Put each line of the material below into a JSON list of strings, one string per line, with blank lines omitted. Leave the pictures out of the answer.

Start of EXCERPTED RECORDS

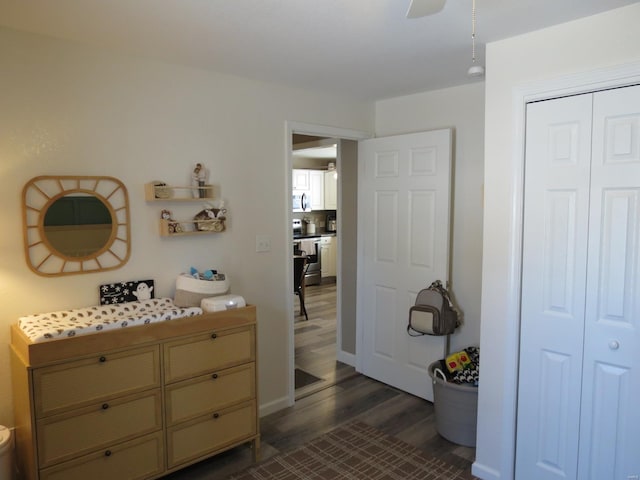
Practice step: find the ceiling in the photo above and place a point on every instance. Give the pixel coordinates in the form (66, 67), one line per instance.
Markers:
(363, 49)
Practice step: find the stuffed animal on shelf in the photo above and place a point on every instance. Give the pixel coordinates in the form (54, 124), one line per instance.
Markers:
(173, 226)
(211, 219)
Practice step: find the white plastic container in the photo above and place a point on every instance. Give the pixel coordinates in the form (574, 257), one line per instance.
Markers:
(223, 302)
(190, 291)
(6, 454)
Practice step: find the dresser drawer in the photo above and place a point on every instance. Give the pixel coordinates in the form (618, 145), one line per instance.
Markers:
(208, 393)
(201, 436)
(206, 353)
(90, 380)
(61, 437)
(137, 459)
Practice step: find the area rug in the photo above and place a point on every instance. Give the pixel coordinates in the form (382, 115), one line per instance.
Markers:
(302, 378)
(354, 451)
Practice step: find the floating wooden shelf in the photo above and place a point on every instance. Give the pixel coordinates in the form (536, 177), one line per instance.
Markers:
(174, 193)
(176, 228)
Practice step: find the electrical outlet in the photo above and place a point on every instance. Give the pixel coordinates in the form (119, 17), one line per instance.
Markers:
(263, 243)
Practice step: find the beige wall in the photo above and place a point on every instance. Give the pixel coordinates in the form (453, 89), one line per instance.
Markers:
(463, 109)
(604, 40)
(67, 109)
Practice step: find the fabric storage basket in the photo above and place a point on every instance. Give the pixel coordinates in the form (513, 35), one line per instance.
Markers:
(191, 291)
(456, 409)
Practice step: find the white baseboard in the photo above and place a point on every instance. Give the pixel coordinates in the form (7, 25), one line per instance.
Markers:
(346, 357)
(274, 406)
(484, 472)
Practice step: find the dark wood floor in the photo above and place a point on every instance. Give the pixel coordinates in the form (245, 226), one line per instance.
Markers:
(315, 340)
(342, 396)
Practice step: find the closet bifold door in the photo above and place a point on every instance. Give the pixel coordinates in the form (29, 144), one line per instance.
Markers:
(579, 378)
(556, 202)
(610, 418)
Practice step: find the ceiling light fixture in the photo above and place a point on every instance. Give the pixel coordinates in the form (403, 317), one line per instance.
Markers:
(474, 70)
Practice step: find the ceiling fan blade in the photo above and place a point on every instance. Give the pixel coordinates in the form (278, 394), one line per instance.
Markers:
(422, 8)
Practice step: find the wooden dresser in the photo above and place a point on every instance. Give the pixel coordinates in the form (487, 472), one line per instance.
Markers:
(138, 402)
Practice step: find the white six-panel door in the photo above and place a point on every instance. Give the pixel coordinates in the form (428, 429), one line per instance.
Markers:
(610, 419)
(403, 235)
(579, 383)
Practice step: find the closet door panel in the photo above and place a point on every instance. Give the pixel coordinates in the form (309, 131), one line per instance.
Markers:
(609, 439)
(554, 265)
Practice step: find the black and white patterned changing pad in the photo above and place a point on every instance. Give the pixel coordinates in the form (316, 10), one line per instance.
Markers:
(81, 321)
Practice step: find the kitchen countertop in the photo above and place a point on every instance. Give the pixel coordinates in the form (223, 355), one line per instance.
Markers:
(318, 234)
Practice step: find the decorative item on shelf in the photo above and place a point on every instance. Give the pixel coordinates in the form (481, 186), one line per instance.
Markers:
(199, 179)
(172, 225)
(211, 219)
(161, 190)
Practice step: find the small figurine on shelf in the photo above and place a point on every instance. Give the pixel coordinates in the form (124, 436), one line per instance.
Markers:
(199, 179)
(211, 219)
(172, 225)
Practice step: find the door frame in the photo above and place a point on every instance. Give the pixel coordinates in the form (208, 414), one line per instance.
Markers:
(585, 82)
(316, 130)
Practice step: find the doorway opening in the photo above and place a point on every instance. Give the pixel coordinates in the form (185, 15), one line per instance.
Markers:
(315, 178)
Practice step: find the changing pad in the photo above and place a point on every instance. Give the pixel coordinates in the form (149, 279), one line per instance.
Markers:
(82, 321)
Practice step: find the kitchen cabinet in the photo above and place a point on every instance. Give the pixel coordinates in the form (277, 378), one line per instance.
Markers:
(328, 248)
(139, 402)
(331, 190)
(316, 181)
(300, 180)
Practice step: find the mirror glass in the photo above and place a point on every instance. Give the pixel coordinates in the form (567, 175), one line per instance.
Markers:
(75, 224)
(78, 225)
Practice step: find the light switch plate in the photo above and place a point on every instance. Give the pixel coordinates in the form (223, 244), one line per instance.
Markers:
(263, 243)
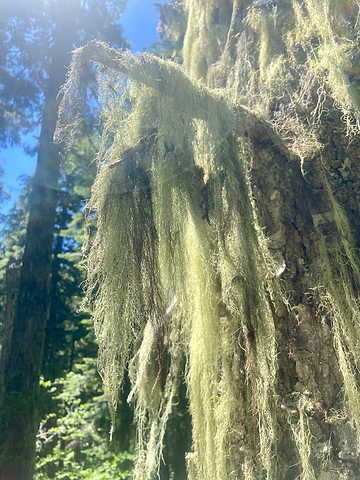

End of EXCERPTED RECORDS

◆ **RESPONSE TO THIS EXERCISE**
[
  "Practice step: find the ceiling in the photo above and place a point on every instance. Give the pixel coordinates in the form (66, 67), one line per instance.",
  "Markers:",
  "(363, 49)",
  "Practice step: find the stuffed animal on shelf in the photo above and place a point on every instance. Give the pixel coordinates in the form (54, 124), one line per instance.",
  "Markers:",
  "(173, 226)",
  "(211, 219)",
  "Practice step: find the white plastic container in the photo above and place a point on every instance. Give the pixel coordinates in the form (574, 257), one line per instance.",
  "Markers:",
  "(223, 302)",
  "(190, 291)",
  "(6, 454)",
  "Practice step: find the dresser drawer in the photo above and place a point on every instance. Give the pixel coordinates in the form (618, 145), one line per instance.",
  "Markers:",
  "(208, 393)",
  "(201, 436)",
  "(206, 353)",
  "(90, 380)",
  "(61, 437)",
  "(137, 459)",
  "Practice step: find the area rug in the photo above and place a point on every instance. Give the pixel coordinates in the form (382, 115), one line per instance.",
  "Markers:",
  "(302, 378)",
  "(354, 451)",
  "Practice step: find the floating wooden shelf in the photo above and place a point on every instance. Give the pixel coordinates in the form (536, 177), one line per instance.",
  "Markers:",
  "(174, 193)",
  "(176, 228)",
  "Practice step: find the electrical outlet in the photo above and place a point on every instance. Give the pixel coordinates in the form (119, 17), one line per instance.",
  "Markers:",
  "(263, 243)",
  "Practice step: find the beige wall in the photo above and place a point on every instance. Give the pixel coordinates in the form (453, 89), one line per instance.",
  "Markers:",
  "(463, 109)",
  "(604, 40)",
  "(67, 109)",
  "Practice step: find the fabric storage basket in the photo above and place a point on every instance. Give the pixel coordinates in the form (513, 35), one line per instance.",
  "Markers:",
  "(191, 291)",
  "(456, 409)",
  "Practice step: find the white baseboard in the photo above and place a point on every instance. Give the pixel coordinates in the form (7, 25), one line per instance.",
  "Markers:",
  "(346, 357)",
  "(274, 406)",
  "(484, 472)",
  "Practice step: find the dark wood floor in the photo above and place a point on every instance. Give the pixel coordinates in the form (245, 226), one line per instance.",
  "Markers:",
  "(315, 340)",
  "(342, 396)",
  "Practice step: find the closet bifold door in the photo above and place a point on every instance. Give the pixel coordinates in the form (29, 144), one line per instance.",
  "Markers:",
  "(579, 378)",
  "(556, 202)",
  "(610, 418)",
  "Practice step: find the ceiling light fixture in the photo above and place a point on every instance. Give the pixel coordinates in the form (403, 317), one line per instance.",
  "Markers:",
  "(474, 70)",
  "Practice step: find the ceiling fan blade in the photo above and place a point on every instance. Give the pixel coordinates in the form (278, 394), one line per instance.",
  "Markers:",
  "(422, 8)",
  "Practice step: find the wooden dresser in the photo above and place a point on every instance. Give the pixel coordinates in the form (487, 472), one line per instance.",
  "Markers:",
  "(138, 402)",
  "Practice step: find the white six-panel door in the photo above and place a point on every instance. Give the pixel coordinates in the form (428, 429), one line per instance.",
  "Markers:",
  "(610, 419)",
  "(403, 235)",
  "(579, 383)",
  "Practice step: find the closet door panel in the photo above and place a point on every instance. Give the pixel coordinates in the form (309, 131), one line per instance.",
  "Markers:",
  "(609, 439)",
  "(554, 265)",
  "Practice step: find the black and white patterned changing pad in the photo above and place a point on every instance. Give the pixel coordinates in the form (316, 10), one line per instance.",
  "Markers:",
  "(81, 321)",
  "Practice step: find the kitchen countertop in the photo above and place a point on every instance. Give the pixel coordinates in the form (223, 355), one line per instance.",
  "Markers:",
  "(318, 234)",
  "Practice step: find the decorative item on shelf in the photo above and place a point on every instance. Give the pixel coordinates in the form (481, 186), one line per instance.",
  "Markers:",
  "(199, 179)",
  "(172, 225)",
  "(211, 219)",
  "(161, 190)",
  "Practice step: find the small figurine on shelf in the photo above and place a point on every instance. Give the pixel coordinates in the form (124, 436), one line per instance.",
  "Markers:",
  "(199, 179)",
  "(211, 219)",
  "(172, 225)",
  "Practice step: find the door frame in the photo above and place a point on every instance. Give the pixel coordinates in the form (208, 414), one line per instance.",
  "Markers:",
  "(585, 82)",
  "(316, 130)",
  "Practice step: find the doorway opening in the photo above and place a point on every instance. Give the pixel coordinates in the form (185, 15), one line per instance.",
  "Markers:",
  "(315, 178)",
  "Practice step: find the changing pad in the photo above and place a point on every instance. Give the pixel coordinates in the form (149, 279), one line per instance.",
  "Markers:",
  "(82, 321)",
  "Practice step: find the kitchen cabinet in the photo above and place a point on every instance. Give the pixel coordinates in the form (277, 378), one line per instance.",
  "Markers:",
  "(328, 248)",
  "(139, 402)",
  "(331, 190)",
  "(316, 181)",
  "(300, 180)",
  "Practice step: find the mirror glass in the photo above and place a point on every instance. Give the pixel coordinates in the form (567, 175), one line per instance.",
  "Markers:",
  "(75, 224)",
  "(78, 225)",
  "Practice step: find the light switch plate in the photo above and place a point on every instance. Give the pixel coordinates in the form (223, 244), one line per instance.",
  "Markers:",
  "(263, 243)"
]